- [The data]:
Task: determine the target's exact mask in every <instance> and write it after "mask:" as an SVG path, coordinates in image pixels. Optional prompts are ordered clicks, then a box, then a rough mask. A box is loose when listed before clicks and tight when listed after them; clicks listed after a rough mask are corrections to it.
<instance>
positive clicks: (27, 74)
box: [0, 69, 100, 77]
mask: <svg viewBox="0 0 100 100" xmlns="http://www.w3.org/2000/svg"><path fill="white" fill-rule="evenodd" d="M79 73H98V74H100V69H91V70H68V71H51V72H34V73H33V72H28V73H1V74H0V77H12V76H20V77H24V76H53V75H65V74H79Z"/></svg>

- [What the task asks]: Once you have read the records above, write them out again exactly.

- [Solution for this task]:
Task: determine the target's exact mask in every <instance> and write it after "mask:" as an SVG path, coordinates in image pixels. Optional prompts are ordered clicks, then a box, then a rough mask. A box is loose when listed before clicks and tight when listed after them; clicks listed after a rough mask are corrections to it.
<instance>
positive clicks: (27, 74)
box: [0, 69, 100, 77]
mask: <svg viewBox="0 0 100 100" xmlns="http://www.w3.org/2000/svg"><path fill="white" fill-rule="evenodd" d="M79 73H98V74H100V69H91V70H68V71H51V72H34V73H33V72H28V73H1V74H0V77H12V76H20V77H24V76H53V75H65V74H79Z"/></svg>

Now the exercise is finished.